0
votes

I am trying to perform map reduce on Pentaho 5. For Pentaho 5, the Pentaho applications come pre-configured for Apache Hadoop 0.20.2 and it says no further configuration is required for this version. I installed Hadoop 0.20.2 on windows using cygwin and every thing works fine. I run a simple job on Pentaho, which copies file in HDFS which finished successfully and the file system was copied into HDFS. But as soon as I run map reduce job, it says the job was finished on pentaho but the map reduce task was failed and on the output directory on HDFS the result is missing and the log file says:

Error: java.lang.ClassNotFoundException: org.pentaho.di.trans.step.RowListener at java.net.URLClassLoader$1.run(URLClassLoader.java:366) at java.net.URLClassLoader$1.run(URLClassLoader.java:355) at java.security.AccessController.doPrivileged(Native Method) at java.net.URLClassLoader.findClass(URLClassLoader.java:354) at java.lang.ClassLoader.loadClass(ClassLoader.java:424) at sun.misc.Launcher$AppClassLoader.loadClass(Launcher.java:308) at java.lang.ClassLoader.loadClass(ClassLoader.java:357) at java.lang.Class.forName0(Native Method) at java.lang.Class.forName(Class.java:270) at org.apache.hadoop.conf.Configuration.getClassByName(Configuration.java:762) at org.apache.hadoop.conf.Configuration.getClass(Configuration.java:807) at org.apache.hadoop.conf.Configuration.getClass(Configuration.java:833) at org.apache.hadoop.mapred.JobConf.getMapRunnerClass(JobConf.java:790) at org.apache.hadoop.mapred.MapTask.runOldMapper(MapTask.java:354) at org.apache.hadoop.mapred.MapTask.run(MapTask.java:307) at org.apache.hadoop.mapred.Child.main(Child.java:170

Please Help me out.

**MATERIAL SHOWN**
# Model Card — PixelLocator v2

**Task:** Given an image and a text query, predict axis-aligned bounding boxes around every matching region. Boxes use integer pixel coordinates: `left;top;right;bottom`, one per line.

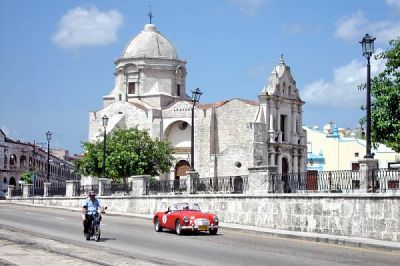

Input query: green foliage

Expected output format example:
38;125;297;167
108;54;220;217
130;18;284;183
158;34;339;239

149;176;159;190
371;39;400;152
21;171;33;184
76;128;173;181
--
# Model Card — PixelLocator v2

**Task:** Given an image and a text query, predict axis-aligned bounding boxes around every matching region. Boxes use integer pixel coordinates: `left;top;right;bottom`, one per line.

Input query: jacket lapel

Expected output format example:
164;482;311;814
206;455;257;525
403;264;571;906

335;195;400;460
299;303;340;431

**DIRECTION**
Decide whether each statement agrees with the Pentaho forum question above. 1. The writer installed Hadoop on Windows using Cygwin. 2. The Pentaho job that copies a file into HDFS failed. 3. The map reduce result appeared in the output directory on HDFS. For each, answer yes or no and quote the words from the question that decide it.

**EXERCISE SOLUTION**
1. Yes: "I installed Hadoop 0.20.2 on windows using cygwin"
2. No: "which finished successfully"
3. No: "on the output directory on HDFS the result is missing"